La biologie synthétique n’est apparue que récemment, au début du XXIe siècle, du moins avec l’acception que nous donnons aujourd’hui à ce terme. Selon la définition qu’en donne De Vriend [
3], elle « consiste dans la conception et la réalisation de nouveaux dispositifs et systèmes biologiques, ou dans la modification de systèmes biologiques naturels pour des usages pratiques utiles ».
Comme le souligne Antoine Danchin dans ce numéro de M/S [
4] (→) l’essor de la biologie synthétique s’inscrit donc clairement dans l’histoire récente de la biologie. Elle est l’héritière de la description moléculaire du vivant qui s’est élaborée dans les années 1940-1960, et des technologies du génie génétique mises au point dans les années 1970. Un des freins au développement rapide de la biologie synthétique demeure la synthèse de longues molécules d’ADN, ce qui montre bien l’ancrage de cette nouvelle approche dans les disciplines qui l’ont précédée. D’une certaine manière, elle accomplit le « rêve » des premiers biologistes moléculaires de « naturaliser » le monde vivant, de chasser le mystère qui pendant tant de siècles a entouré le fonctionnement des organismes. La meilleure manière de montrer que l’on y est parvenu est de reconstruire, partiellement ou totalement, un être vivant. L’essor de la biologie synthétique correspond donc à un moment particulier dans la longue histoire de la question « Qu’est-ce que la vie ? ». Les principes de la vie sont aujourd’hui considérés comme connus, et sa reproduction devenue possible. Seule demeure la question de son origine.
********
■ Consigne de travail ■
Prolongez le texte sur l’essor de la biologie synthétique en reprenant juste après sa dernière phrase.

■ Données fournies ■
********
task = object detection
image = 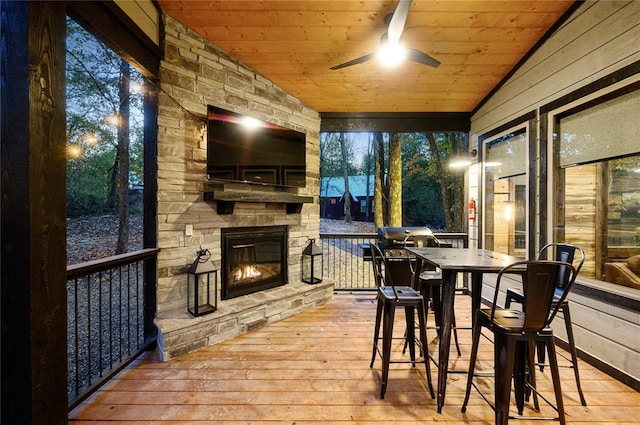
********
■ Réponse attendue ■
(→) Voir l’article de A. Danchin, page 533 de ce numéro)
La biologie synthétique est un domaine de recherche hétérogène. Le degré d’« artificialité » de ses projets est très variable, de la simple production de molécules organiques à l’introduction de fonctions logiques chez les organismes vivants. La distance est grande entre des projets appliqués visant par exemple à introduire une voie métabolique dans une bactérie et l’ambition de Craig Venter de créer une nouvelle bactérie. Quelles que soient les réserves que l’on peut avoir vis-à-vis de l’intense médiatisation de ces derniers travaux, leur intérêt est évident.
La biologie synthétique se distingue cependant des disciplines qui l’ont précédée ; d’abord par un certain état d’esprit. Elle fait appel aux jeunes chercheurs pour faire « bouger le système », comme dans la compétition iGEM. Les spécialistes de biologie synthétique visent souvent à réaliser des expériences spectaculaires - telle la création de bactéries capables de « photographier » -, qui servent ultérieurement d’icônes à la jeune discipline [
5]. Ses projets sont plus intégrés que ceux du génie génétique : ils concernent des processus entiers, et impliquent l’introduction de modules fonctionnels. Ils sont par nature pluridisciplinaires : leur élaboration est faite avec un esprit d’ingénieur ; les procédures et les outils sont standardisés au maximum - on parle de biobriques -, de manière à enclencher une facilitation exponentielle de la réalisation de nouveaux projets, et les systèmes que l’on veut développer sont modélisés avant d’être construits. Les procédures utilisées en électronique et en informatique servent de modèles. La biologie synthétique représente ainsi un certain retour au premier plan d’une biologie théorique, très présente dans la première moitié du XXe siècle, mais chassée par l’essor de la biologie moléculaire. Le projet de l’équipe iGEM française était d’ailleurs remarquable par la palette des méthodes de modélisation utilisées.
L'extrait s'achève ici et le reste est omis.